━━━ SELECTED PASSAGE
Because words like “joyous” and “profound” (almost) leap to mind at several points in this Warners Smart/Pixar Heart comedy.

Yeah, you’ve seen the trailers, maybe shrugged. Maybe your kids did, too.

And for half an hour or so, the movie’s a lightly engaging goof, starring Channing Tatum as a singing, questioning Yeti who encounters a creature of legend, high up in the Himalayas where he and his kin live — a SMALLfoot!

We’ve been introduced to Migo’s mountain-top world, a village above the clouds whose rituals include the job young Migo is destined to take over from his father (Danny DeVito), the guy who rings the gong that tells the sky snail of light to begin its trek across the horizons, bringing another day to all the Yeti.

Without that gong, how would the snail know when to bring light? Without the phalanx of mammoths, what would keep their mountain balanced on the edge of the heavens?

Without the Stonekeeper (Common) interpreting the Holy Stones of his coat, how would they know they’re alone in this world, that there’s “nothing” below, that “Smallfeet” do not exist and that “Ignorance is bliss?”
━━━━━━
━━━ STORED ROWS
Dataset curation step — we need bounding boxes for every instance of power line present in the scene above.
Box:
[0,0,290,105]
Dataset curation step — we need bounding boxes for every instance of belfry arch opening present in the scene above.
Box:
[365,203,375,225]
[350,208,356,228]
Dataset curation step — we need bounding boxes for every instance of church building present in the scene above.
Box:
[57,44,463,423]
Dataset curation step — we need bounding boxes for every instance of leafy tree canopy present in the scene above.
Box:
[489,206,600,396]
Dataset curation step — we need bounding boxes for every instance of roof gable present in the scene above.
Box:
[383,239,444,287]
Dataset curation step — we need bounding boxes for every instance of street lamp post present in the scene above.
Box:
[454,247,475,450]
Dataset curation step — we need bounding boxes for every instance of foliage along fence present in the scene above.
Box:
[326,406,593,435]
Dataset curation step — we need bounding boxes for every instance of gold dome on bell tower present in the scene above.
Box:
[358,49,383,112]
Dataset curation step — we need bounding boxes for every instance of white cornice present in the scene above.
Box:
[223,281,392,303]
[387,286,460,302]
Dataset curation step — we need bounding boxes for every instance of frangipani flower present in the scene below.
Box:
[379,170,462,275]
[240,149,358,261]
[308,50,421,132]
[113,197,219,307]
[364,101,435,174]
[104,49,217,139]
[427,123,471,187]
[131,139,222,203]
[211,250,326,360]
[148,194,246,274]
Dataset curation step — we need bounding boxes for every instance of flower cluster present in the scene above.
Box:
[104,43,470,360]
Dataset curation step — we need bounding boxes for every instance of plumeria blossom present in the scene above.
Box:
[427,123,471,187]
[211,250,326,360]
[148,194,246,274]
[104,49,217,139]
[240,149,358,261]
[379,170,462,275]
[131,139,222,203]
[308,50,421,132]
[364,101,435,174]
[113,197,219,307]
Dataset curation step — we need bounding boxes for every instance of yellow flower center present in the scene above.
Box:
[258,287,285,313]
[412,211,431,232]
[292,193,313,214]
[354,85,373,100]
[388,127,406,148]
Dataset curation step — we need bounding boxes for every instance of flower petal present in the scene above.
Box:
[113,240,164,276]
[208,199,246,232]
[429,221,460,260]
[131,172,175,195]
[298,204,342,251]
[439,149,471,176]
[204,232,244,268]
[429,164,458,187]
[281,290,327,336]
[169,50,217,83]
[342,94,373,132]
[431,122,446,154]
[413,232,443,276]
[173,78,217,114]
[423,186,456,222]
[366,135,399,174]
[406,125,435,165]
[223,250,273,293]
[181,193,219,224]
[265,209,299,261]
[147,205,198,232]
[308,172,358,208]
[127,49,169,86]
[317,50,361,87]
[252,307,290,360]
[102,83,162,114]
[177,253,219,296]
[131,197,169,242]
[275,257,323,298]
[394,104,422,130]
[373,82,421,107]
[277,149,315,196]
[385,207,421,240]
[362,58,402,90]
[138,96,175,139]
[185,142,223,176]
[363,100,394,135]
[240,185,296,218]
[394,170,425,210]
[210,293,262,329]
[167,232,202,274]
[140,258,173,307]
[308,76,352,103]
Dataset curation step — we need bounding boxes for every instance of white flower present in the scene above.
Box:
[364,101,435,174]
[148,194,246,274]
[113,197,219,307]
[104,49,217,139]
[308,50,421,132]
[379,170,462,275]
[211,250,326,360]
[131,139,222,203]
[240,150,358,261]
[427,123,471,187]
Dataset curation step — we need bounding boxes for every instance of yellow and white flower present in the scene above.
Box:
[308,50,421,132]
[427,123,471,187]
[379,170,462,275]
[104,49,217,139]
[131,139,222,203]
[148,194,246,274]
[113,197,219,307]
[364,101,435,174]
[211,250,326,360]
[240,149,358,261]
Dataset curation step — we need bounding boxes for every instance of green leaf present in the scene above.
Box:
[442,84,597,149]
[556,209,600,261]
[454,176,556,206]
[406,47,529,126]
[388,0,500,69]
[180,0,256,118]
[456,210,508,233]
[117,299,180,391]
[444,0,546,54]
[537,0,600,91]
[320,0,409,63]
━━━━━━
GIVEN PROBLEM -
Reproduce the movie review above word for word, from its first sentence to its last.

RESPONSE -
Because words like “joyous” and “profound” (almost) leap to mind at several points in this Warners Smart/Pixar Heart comedy.

Yeah, you’ve seen the trailers, maybe shrugged. Maybe your kids did, too.

And for half an hour or so, the movie’s a lightly engaging goof, starring Channing Tatum as a singing, questioning Yeti who encounters a creature of legend, high up in the Himalayas where he and his kin live — a SMALLfoot!

We’ve been introduced to Migo’s mountain-top world, a village above the clouds whose rituals include the job young Migo is destined to take over from his father (Danny DeVito), the guy who rings the gong that tells the sky snail of light to begin its trek across the horizons, bringing another day to all the Yeti.

Without that gong, how would the snail know when to bring light? Without the phalanx of mammoths, what would keep their mountain balanced on the edge of the heavens?

Without the Stonekeeper (Common) interpreting the Holy Stones of his coat, how would they know they’re alone in this world, that there’s “nothing” below, that “Smallfeet” do not exist and that “Ignorance is bliss?”